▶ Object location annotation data
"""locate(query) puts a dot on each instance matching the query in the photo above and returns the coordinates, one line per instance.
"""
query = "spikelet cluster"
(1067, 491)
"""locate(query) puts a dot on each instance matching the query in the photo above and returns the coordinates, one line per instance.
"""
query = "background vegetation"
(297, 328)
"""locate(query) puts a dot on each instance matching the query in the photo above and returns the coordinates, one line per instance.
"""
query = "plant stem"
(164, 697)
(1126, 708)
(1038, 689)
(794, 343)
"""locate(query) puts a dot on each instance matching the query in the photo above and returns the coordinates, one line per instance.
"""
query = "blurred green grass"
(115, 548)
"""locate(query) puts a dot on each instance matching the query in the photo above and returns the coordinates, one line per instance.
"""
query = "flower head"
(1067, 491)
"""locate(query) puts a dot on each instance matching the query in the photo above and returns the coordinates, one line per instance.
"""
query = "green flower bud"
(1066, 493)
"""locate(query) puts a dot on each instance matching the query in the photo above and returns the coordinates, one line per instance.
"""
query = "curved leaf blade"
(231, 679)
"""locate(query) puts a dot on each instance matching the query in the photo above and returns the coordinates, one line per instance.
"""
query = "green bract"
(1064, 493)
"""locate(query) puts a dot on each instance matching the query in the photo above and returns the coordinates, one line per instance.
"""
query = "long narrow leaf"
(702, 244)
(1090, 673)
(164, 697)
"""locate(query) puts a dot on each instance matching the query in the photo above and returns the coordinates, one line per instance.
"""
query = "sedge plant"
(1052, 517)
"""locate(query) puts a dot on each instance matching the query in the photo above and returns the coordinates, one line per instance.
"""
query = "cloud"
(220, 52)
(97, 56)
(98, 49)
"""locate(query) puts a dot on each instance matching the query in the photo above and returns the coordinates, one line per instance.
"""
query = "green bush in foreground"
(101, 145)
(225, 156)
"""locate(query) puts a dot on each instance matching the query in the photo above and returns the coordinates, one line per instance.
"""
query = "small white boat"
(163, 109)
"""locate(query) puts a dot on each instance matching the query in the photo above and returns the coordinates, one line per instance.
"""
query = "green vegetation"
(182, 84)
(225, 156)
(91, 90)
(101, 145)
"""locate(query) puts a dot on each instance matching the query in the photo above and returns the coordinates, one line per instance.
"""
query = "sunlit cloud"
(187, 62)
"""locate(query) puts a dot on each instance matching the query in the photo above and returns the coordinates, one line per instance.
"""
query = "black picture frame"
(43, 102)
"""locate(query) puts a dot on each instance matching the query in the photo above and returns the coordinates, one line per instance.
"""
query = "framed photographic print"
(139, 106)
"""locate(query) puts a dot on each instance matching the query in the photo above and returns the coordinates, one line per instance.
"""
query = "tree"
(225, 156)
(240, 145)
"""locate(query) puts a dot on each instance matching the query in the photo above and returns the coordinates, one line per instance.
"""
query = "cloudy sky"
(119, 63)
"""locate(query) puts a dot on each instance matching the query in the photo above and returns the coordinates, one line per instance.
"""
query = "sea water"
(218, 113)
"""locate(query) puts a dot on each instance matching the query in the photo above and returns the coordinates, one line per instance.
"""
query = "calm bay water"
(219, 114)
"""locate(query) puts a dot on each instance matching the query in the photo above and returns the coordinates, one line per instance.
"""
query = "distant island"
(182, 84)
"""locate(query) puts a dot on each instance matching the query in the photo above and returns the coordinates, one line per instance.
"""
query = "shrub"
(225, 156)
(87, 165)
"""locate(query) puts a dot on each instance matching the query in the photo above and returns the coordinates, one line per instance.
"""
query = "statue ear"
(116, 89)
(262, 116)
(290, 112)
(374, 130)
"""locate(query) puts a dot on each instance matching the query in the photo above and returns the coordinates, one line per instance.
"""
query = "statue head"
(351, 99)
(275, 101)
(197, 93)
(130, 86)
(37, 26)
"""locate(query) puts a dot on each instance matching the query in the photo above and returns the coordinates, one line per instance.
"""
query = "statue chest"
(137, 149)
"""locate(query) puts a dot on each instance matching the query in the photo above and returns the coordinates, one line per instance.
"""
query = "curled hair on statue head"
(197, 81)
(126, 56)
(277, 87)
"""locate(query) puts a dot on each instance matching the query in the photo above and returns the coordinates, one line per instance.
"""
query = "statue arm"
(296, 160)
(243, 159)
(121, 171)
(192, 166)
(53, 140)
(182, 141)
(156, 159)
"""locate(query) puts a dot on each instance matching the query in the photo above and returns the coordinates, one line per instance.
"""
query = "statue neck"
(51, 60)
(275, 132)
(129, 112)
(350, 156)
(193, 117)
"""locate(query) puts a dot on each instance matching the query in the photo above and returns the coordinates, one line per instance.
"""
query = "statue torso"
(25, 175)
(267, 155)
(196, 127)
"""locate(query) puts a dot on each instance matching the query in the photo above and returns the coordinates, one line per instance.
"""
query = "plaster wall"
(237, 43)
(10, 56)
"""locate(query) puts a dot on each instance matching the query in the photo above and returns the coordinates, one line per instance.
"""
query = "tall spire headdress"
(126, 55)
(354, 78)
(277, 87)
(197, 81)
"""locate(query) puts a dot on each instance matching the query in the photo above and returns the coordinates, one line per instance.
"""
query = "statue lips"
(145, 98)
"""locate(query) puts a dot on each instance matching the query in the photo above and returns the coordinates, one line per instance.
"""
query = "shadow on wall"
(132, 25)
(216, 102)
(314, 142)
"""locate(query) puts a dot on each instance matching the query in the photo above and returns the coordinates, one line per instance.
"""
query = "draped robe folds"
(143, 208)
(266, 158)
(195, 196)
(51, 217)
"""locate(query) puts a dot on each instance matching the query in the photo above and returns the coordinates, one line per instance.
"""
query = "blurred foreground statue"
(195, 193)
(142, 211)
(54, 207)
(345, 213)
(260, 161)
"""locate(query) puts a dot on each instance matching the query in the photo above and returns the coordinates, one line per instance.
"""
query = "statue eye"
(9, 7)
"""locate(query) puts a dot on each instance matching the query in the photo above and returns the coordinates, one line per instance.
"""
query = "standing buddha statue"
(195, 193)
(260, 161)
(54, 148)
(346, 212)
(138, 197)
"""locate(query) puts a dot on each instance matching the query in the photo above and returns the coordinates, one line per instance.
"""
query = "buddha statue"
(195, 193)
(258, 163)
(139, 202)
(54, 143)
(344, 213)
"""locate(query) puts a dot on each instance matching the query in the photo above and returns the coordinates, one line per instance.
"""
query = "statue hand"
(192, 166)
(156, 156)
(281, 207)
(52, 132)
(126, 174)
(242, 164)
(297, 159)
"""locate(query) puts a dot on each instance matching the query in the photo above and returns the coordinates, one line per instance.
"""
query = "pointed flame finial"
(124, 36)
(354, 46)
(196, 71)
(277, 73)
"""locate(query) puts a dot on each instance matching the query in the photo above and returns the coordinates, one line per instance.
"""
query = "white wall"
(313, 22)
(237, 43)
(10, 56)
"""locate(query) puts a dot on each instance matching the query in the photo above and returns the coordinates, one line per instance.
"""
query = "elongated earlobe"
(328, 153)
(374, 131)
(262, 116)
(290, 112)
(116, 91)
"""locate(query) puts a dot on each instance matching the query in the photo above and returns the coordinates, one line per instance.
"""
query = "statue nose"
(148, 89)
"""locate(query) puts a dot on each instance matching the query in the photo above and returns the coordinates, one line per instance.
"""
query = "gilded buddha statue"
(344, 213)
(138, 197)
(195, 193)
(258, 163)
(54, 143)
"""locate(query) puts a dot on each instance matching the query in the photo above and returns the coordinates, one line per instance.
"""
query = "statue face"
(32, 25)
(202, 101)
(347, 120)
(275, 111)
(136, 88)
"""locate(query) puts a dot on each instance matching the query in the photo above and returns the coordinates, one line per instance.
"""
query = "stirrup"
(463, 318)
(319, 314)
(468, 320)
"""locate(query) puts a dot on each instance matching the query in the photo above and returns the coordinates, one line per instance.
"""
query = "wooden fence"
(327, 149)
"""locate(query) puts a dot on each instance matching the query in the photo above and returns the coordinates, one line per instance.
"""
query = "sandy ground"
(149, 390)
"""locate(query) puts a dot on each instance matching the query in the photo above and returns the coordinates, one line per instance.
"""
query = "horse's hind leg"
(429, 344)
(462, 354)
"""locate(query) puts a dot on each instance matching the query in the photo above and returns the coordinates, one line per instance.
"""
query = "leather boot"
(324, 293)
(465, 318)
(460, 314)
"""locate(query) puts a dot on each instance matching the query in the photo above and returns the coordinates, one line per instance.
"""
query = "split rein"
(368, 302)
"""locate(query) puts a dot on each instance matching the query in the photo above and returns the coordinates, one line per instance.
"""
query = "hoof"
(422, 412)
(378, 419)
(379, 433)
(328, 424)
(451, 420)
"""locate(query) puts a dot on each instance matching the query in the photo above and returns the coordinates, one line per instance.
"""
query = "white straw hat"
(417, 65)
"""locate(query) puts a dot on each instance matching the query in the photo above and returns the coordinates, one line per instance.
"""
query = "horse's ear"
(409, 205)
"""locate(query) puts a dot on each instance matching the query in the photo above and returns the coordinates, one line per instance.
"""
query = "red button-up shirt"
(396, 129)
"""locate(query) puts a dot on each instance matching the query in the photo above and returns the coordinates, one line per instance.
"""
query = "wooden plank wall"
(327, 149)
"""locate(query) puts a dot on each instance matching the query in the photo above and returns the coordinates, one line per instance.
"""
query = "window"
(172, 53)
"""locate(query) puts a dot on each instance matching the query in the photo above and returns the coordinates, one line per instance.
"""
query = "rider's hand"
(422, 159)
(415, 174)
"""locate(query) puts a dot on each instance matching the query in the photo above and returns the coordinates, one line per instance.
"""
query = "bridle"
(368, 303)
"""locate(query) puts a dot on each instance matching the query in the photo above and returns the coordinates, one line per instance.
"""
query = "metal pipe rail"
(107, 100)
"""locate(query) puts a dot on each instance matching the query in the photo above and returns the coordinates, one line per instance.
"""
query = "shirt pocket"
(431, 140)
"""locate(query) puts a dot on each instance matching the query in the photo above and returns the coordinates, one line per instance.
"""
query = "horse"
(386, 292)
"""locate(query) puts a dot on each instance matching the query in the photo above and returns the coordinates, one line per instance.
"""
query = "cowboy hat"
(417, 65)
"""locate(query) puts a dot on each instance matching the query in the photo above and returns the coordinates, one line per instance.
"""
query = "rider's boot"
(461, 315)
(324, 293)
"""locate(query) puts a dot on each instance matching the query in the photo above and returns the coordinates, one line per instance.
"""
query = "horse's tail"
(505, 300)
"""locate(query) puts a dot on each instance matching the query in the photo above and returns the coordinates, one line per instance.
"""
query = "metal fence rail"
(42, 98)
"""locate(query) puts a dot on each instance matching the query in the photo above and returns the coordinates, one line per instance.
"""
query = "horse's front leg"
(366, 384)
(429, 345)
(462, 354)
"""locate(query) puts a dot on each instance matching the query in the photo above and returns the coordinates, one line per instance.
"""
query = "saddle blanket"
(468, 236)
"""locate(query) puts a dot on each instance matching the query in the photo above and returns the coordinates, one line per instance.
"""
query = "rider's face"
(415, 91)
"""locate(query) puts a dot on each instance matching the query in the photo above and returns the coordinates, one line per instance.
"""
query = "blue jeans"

▶ WRITTEN TASK
Pull out each line above that contains the word "white". Case counts.

▶ FINISHED ANSWER
query = "small white boat"
query = "white wall"
query = "white straw hat"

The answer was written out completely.